## Referring expression data
● ● ●
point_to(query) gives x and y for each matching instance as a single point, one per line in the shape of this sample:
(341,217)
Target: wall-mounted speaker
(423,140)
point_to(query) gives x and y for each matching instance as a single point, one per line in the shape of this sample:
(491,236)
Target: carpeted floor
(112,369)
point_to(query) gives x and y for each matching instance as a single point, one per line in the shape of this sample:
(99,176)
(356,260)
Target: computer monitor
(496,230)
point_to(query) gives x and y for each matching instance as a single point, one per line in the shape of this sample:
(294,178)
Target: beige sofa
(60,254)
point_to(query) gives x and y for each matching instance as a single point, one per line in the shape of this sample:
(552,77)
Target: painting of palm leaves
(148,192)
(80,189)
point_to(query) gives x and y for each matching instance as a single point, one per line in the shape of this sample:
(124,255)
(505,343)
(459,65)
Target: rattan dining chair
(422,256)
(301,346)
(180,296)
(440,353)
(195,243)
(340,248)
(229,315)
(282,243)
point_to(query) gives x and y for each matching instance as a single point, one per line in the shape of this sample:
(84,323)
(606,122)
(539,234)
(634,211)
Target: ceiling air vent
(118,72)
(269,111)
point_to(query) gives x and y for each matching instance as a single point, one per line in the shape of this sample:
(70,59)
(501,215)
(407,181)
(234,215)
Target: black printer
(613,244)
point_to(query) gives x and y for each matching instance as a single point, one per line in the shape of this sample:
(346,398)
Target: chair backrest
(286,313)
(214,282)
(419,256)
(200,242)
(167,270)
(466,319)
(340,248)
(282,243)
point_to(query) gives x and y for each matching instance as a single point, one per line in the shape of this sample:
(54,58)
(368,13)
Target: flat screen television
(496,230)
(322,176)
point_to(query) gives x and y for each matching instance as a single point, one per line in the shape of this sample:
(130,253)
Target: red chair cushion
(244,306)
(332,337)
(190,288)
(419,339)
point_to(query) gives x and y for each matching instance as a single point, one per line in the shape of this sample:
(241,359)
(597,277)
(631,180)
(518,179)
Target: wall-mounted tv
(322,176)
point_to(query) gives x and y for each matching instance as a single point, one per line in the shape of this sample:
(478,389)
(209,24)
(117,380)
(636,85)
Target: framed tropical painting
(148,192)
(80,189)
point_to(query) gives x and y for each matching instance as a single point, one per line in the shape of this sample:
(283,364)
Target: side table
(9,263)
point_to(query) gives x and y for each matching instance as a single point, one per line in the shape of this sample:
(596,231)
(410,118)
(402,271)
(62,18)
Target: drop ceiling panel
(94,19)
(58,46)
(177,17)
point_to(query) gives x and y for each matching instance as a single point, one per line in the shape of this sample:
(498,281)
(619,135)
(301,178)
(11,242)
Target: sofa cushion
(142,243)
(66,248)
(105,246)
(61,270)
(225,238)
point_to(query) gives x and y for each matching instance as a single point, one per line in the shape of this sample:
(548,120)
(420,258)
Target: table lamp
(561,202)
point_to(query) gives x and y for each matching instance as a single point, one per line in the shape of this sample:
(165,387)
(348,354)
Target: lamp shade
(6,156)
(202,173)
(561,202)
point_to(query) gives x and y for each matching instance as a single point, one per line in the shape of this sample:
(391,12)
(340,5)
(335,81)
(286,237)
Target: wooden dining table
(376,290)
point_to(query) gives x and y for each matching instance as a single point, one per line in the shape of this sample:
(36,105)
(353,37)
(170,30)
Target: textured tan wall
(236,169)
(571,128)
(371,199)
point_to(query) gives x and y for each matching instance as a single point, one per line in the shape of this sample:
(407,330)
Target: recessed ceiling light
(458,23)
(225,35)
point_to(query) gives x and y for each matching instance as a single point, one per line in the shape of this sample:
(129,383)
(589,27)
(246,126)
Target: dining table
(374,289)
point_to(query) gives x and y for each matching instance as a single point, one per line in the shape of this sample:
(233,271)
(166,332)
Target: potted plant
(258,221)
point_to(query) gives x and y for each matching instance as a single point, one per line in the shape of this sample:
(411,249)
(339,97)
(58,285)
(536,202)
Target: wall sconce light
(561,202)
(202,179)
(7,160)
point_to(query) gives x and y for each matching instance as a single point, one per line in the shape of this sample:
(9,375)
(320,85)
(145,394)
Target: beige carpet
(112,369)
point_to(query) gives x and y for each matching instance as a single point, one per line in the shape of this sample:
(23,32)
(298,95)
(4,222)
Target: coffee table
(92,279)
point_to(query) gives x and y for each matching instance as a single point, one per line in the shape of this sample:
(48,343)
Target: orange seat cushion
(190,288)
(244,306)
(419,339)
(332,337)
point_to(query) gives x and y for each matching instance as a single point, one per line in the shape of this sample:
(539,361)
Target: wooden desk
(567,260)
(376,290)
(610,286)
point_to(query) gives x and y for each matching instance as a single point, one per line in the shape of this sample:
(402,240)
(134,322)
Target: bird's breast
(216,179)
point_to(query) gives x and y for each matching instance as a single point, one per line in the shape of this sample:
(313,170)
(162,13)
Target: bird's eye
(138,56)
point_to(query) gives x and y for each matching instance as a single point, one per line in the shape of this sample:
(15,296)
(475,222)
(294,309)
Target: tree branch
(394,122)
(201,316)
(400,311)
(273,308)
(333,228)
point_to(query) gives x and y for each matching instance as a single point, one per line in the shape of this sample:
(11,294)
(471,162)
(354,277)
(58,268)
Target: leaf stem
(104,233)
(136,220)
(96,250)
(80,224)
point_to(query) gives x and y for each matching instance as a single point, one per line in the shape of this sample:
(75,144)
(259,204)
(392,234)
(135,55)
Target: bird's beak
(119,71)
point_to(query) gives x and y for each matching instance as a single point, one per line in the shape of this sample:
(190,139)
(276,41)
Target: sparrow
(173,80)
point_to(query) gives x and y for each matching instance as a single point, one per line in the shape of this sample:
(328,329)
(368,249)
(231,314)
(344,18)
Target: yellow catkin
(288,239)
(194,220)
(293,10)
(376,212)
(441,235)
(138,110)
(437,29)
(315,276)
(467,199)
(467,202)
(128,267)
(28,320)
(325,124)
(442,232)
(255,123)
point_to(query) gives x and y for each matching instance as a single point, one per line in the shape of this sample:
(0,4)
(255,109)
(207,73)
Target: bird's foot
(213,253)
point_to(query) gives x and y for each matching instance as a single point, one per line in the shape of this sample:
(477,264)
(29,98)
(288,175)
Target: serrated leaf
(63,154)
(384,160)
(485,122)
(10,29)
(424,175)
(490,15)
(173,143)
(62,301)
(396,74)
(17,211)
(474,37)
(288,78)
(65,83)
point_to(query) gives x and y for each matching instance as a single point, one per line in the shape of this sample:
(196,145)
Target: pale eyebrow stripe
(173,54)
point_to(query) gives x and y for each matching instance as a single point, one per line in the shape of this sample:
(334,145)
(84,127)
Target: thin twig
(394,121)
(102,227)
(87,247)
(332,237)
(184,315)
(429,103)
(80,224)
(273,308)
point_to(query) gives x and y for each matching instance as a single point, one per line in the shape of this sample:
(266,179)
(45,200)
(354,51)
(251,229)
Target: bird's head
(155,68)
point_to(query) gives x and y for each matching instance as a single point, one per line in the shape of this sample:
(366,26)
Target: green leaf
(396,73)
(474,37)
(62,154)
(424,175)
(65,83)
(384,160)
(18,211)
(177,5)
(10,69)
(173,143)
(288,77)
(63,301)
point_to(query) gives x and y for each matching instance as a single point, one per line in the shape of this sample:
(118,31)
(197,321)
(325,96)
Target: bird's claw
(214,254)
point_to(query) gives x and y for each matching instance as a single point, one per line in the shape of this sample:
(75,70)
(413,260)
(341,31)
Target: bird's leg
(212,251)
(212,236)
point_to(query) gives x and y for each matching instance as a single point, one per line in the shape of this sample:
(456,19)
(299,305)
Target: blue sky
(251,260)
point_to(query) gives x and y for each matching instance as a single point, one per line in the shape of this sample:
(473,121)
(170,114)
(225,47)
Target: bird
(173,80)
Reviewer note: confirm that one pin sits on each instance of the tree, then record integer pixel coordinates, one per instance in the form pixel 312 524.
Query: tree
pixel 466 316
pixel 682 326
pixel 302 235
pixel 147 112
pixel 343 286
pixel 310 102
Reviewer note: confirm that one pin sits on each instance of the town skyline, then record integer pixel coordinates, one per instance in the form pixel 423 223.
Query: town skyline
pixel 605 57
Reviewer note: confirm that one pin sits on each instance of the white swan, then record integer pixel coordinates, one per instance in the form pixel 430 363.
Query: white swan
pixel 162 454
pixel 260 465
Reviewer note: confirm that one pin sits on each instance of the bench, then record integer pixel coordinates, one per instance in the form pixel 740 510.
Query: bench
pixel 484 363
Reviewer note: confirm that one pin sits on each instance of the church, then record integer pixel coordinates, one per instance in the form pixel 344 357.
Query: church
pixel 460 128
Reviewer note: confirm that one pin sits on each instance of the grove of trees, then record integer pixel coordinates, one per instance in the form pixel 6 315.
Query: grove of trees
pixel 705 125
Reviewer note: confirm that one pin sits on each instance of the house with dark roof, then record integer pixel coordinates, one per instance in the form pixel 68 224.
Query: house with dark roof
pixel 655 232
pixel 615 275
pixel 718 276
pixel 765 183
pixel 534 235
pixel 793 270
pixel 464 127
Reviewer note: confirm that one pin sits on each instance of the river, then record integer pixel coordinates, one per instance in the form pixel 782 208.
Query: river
● ● ●
## YOUR OBJECTIVE
Show all lines above that contain "river".

## RESPONSE BOX
Reviewer note: confirm that one pin sits on each instance of the river, then record integer pixel coordinates, one per instance in the form pixel 782 208.
Query: river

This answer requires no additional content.